[Reading text Boundary: Start]
I've thought since the middle of our first year of this pandemic nonsense, that what might be presenting themselves through this time period was some unorthodox but devastatingly powerful chance, for the church to be a kind of super relevant in the face of communal opposition. If we had stood together as followers of Christ and not as individual non-profits and denominations, we would have been the answer to so many of the wrongs and sorrows the world faced these last few years. But to say people would be mad if we closed and mad if we stayed open relies on those two options being equal which they are not. The world is a fundamentally better place with churches being open because of the death-proof gospel we proclaim there. 

Which brings us full circle to the being damned if you do part of this piece, because, at the end of the day, the founding principle of all Christendom is that we are all in fact, damned. 


20 For by works of the law no human being will be justified in his sight, since through the law comes knowledge of sin. 21 But now the righteousness of God has been manifested apart from the law, although the Law and the Prophets bear witness to it— 22 the righteousness of God through faith in Jesus Christ for all who believe. For there is no distinction: 23 for all have sinned and fall short of the glory of God, 24 and are justified by his grace as a gift, through the redemption that is in Christ Jesus, 25 whom God put forward as a propitiation by his blood, to be received by faith. This was to show God's righteousness, because in his divine forbearance he had passed over former sins. 26 It was to show his righteousness at the present time, so that he might be just and the justifier of the one who has faith in Jesus.
[Reading text Boundary: End]
[Entries provided Boundary: Start]
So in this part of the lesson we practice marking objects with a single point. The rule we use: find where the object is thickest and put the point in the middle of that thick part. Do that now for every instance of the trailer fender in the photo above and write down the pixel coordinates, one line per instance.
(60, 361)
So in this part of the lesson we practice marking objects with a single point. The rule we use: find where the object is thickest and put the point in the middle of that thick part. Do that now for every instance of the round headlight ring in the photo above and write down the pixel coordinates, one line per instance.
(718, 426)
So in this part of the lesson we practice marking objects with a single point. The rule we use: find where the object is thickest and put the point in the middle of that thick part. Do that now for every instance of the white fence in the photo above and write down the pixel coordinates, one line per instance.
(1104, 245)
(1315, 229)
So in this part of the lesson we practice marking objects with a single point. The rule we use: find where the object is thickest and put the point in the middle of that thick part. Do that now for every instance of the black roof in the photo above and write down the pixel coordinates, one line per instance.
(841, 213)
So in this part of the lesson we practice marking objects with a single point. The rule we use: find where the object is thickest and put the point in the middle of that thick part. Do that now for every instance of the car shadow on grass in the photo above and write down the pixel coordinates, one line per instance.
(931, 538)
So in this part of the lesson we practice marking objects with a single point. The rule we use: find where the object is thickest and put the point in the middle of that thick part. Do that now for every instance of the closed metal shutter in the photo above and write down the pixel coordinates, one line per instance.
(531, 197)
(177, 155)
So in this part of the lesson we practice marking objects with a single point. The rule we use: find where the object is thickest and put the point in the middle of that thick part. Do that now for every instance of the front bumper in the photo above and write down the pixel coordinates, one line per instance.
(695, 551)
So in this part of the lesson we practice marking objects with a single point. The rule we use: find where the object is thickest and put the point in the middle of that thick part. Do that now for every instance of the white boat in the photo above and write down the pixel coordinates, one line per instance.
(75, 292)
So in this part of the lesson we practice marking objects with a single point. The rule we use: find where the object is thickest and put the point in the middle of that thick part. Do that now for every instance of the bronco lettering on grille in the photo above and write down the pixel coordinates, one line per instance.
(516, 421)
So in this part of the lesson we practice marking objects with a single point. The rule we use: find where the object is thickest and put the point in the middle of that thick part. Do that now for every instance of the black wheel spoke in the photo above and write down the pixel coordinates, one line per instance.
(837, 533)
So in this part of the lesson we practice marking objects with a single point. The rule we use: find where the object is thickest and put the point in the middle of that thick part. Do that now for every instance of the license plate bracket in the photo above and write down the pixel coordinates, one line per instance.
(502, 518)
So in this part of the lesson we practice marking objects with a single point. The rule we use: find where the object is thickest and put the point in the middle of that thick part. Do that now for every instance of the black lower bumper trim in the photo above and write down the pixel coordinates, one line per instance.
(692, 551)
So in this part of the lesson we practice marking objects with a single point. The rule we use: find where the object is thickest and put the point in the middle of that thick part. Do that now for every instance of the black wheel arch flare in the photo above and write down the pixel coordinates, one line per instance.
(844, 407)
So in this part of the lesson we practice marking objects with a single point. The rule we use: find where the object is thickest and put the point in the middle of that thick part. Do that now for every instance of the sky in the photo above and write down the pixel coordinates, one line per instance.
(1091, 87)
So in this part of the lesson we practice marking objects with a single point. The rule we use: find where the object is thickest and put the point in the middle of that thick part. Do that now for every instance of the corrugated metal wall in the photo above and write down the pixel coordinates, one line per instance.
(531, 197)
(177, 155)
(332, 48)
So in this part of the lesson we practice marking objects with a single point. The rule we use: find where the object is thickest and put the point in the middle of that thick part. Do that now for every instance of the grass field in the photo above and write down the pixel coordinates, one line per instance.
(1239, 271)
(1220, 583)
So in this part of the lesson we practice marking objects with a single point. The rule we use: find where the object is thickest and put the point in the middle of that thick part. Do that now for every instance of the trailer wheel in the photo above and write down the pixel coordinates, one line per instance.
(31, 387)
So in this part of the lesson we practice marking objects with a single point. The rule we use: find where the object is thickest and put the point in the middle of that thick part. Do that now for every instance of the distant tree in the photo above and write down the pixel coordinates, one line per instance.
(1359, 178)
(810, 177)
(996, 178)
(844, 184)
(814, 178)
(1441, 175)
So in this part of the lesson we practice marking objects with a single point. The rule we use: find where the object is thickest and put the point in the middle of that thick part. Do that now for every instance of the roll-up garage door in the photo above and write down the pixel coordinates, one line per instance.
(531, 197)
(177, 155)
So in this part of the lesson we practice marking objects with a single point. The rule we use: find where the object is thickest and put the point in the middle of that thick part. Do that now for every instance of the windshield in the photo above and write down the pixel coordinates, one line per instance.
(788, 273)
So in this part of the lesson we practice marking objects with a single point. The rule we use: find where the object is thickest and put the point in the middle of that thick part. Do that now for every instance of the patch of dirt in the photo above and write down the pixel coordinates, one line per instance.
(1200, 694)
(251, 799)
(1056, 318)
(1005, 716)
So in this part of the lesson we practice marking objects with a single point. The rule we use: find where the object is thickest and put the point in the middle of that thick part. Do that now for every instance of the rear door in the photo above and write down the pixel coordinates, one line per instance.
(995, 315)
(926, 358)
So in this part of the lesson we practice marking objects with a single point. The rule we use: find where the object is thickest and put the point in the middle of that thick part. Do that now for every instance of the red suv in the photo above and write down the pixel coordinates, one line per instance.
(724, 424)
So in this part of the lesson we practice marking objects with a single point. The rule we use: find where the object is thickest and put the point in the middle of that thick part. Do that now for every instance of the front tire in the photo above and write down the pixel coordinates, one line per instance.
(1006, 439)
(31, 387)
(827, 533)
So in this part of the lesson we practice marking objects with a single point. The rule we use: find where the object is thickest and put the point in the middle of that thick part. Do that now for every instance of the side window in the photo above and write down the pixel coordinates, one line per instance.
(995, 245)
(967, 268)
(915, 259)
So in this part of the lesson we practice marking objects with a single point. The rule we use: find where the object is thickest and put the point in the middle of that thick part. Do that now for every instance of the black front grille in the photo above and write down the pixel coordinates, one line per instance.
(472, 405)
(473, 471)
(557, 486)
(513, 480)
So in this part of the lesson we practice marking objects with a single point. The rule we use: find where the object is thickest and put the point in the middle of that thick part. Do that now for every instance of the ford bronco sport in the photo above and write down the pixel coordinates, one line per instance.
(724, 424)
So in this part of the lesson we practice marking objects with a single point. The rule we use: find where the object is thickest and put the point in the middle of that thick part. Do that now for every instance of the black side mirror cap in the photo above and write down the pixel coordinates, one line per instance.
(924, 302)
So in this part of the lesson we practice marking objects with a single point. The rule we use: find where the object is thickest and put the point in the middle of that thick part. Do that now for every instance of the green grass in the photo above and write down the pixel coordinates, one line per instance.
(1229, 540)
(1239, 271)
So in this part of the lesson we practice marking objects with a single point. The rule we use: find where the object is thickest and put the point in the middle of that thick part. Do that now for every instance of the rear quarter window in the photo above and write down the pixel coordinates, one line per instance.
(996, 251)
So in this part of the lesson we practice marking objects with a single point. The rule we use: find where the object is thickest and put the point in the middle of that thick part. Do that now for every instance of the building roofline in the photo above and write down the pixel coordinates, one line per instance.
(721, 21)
[Entries provided Boundary: End]
**What to do**
List every verse number that appears in the scripture passage quoted in the text about the church during the pandemic. The data records are separate material and are not part of the text about the church during the pandemic.

**Problem solution**
20, 21, 22, 23, 24, 25, 26